■ Set problem A: In the passage on grammarians and poets, what sound did Al-Khalil Ibn Ahmad hear when he invented prosody?
■ Set problem B: From the passage on grammarians and poets, reproduce word for word the text from "No matter what" up to and including "on their lives.".

■ Quoted passage:
Not all these learned men were philosophical, even though they were philosophers. Abu Nizar Ibn Safi Malik An-Nuhat assumed the title "Prince of Grammarians," but if any other name was given to him by those addressing him he would fly into a passion.

The old fellows could be superstitious too. It is amusing to read that Abu Obaida, when repeating passages of the Koran or relating Traditions, made mistakes designedly: "For," said he, "grammar brings ill luck."

V.—The First Prosodist

After grammar, prosody. That a falling apple should lead Sir Isaac Newton's thoughts to the problem of gravity is not so remarkable, but that the laws of prosody should result from an equally capricious occurrence strikes one as odd. I mention the discoverer's name partly that schoolboys may remember him, or not, in their prayers. It was Al-Khalil Ibn Ahmad who, at Mecca, had besought Allah to bestow upon him a science hitherto unknown. Allah being in a complaisant mood, it followed that not long after, walking in the bazaar, Al-Khalil invented prosody as he passed a coppersmith's and heard him hammering a basin.

Once started on his career as an inventor, he continued; but a later discovery cost him dear, for having resolved on devising "a method of calculation so simple that any servant girl who knew it could go to a shopkeeper's without incurring the least possible risk of being deceived by him in the sum she would have to pay, he entered the mosque with his thoughts occupied on the subject, and he there struck against a pillar, which his preoccupation hindered him from perceiving. The violence of the shock threw him on his back, and death was the result."

Al-Khalil used to remark that a man's reason and intelligence reached perfection when he attained the age of forty, the age of the Prophet when God sent him forth on his mission; but that they undergo alteration and diminution when the man reaches sixty, the age in which God took the Prophet's soul to himself. He said, again, that the intelligence is clearest at the dawn of day.

VI.—A Group of Poets

No matter what the profession or calling of these Persians—whether they were lawyers or lawgivers, grammarians or warriors—they all, or almost all, adored verbal felicity and tried their hands at verse. Poetry may be called the gold dust on their lives.

Ibn Nubata the poet knew how to say thank you. Saif Ad-Dawlat Ibn Hamdan having given him a horse, this is how he acknowledged it: O prince! thou whose generous qualities are the offspring of thy natural disposition, and whose pleasing aspect is the emblem of thy mind, I have received the present which thou sentest me, a noble steed whose portly neck seems to unite the heavens to the earth on which he treads. Hast thou then conferred a government upon me, since thou sendest me a spear to which a flowing mane serves as a banner? We take possession of what thou hast conferred and find it to be a horse whose forehead and legs are marked with white, and whose body is so black that a single hair extracted from that colour would suffice to form night's darkest shades. It would seem that the morning had struck him on the forehead and thus made it white, for which reason he took his revenge by wading into the entrails of the morning, and thus whitening his legs. He paces slowly, yet one of his names is Lightning; he wears a veil, having his face covered with white, as if to conceal it, and yet beauty itself would be his only rival. Had the sun and the moon a portion only of his ardour, it would be impossible to withstand their heat. The eye cannot follow his movements, unless you rein him in and restrain his impetuosity. The glances of the eye cannot seize all his perfections, unless the eye be led away captive by his beauty and be thus enabled to follow him.—I like the extravagance of that. So should the friend of man be extolled.

■ Data rows:
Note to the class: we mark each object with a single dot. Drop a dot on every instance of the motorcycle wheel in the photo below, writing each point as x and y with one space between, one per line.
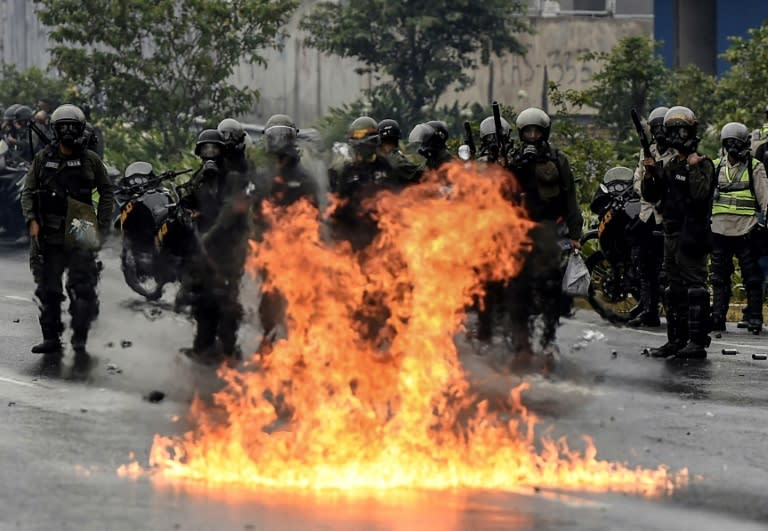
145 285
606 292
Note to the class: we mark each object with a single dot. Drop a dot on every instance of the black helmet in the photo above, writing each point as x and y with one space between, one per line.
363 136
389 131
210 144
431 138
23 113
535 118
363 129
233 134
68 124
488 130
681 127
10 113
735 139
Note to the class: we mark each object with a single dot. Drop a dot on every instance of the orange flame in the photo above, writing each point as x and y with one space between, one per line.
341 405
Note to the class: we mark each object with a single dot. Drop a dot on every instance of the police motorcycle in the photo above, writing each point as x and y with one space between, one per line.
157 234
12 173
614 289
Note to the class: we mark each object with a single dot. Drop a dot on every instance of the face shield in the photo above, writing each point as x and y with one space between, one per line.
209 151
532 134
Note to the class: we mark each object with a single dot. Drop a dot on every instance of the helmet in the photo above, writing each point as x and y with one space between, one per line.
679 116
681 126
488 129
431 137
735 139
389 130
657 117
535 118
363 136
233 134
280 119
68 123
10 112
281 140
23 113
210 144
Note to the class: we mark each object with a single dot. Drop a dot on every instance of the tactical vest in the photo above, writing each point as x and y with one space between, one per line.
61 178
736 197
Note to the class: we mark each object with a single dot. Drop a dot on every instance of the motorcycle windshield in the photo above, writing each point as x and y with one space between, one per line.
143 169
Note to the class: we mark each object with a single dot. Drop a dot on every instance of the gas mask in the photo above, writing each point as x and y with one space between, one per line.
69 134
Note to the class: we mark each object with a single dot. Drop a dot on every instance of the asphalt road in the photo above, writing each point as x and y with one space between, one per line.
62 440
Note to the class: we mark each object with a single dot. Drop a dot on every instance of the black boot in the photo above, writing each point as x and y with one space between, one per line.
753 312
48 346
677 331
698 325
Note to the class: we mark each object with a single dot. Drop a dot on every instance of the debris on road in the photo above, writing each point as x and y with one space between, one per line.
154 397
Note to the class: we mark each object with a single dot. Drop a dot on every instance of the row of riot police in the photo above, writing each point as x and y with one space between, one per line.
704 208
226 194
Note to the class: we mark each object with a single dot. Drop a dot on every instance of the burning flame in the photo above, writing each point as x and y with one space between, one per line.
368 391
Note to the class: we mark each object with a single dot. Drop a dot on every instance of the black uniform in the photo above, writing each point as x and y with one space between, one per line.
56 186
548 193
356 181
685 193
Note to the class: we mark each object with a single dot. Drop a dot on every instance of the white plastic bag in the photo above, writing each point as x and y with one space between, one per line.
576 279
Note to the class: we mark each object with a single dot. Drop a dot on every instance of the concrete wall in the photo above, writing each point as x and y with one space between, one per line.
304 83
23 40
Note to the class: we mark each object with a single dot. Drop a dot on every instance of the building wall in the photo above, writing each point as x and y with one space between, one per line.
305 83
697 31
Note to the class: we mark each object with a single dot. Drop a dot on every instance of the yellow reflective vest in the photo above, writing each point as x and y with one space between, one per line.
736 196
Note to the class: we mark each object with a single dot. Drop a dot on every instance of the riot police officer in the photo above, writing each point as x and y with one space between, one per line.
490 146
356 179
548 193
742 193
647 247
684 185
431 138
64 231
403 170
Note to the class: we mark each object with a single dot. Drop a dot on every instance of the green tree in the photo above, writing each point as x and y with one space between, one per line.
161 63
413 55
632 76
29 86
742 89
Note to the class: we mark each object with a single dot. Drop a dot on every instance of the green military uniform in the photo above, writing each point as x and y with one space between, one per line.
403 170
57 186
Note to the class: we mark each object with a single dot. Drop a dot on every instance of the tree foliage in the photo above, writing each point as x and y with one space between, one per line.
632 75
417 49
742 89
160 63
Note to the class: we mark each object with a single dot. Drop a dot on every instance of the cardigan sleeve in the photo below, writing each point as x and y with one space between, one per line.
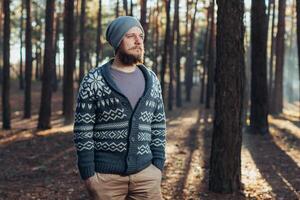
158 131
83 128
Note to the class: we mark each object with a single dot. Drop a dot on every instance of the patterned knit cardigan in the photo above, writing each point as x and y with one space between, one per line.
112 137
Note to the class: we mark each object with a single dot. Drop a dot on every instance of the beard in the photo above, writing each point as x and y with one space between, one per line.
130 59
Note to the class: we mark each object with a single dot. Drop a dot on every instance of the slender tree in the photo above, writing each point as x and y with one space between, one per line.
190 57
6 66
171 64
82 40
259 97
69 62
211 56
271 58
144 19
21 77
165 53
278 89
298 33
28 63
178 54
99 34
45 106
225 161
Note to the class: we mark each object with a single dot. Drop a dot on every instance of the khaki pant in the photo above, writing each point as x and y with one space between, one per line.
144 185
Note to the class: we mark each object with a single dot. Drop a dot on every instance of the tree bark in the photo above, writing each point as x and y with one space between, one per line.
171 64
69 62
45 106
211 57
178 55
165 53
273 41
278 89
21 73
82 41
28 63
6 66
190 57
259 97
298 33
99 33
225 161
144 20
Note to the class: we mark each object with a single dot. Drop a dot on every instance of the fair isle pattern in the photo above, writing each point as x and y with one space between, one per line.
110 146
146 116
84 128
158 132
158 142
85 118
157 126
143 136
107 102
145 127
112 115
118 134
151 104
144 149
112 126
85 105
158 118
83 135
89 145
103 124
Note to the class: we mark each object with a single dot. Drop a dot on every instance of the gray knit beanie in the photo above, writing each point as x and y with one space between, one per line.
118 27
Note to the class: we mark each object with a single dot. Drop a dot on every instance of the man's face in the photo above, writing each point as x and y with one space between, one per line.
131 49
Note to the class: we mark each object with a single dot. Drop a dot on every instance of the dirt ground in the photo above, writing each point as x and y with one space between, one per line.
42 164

■ Right answer A: He heard a coppersmith hammering a basin.

■ Right answer B:
No matter what the profession or calling of these Persians—whether they were lawyers or lawgivers, grammarians or warriors—they all, or almost all, adored verbal felicity and tried their hands at verse. Poetry may be called the gold dust on their lives.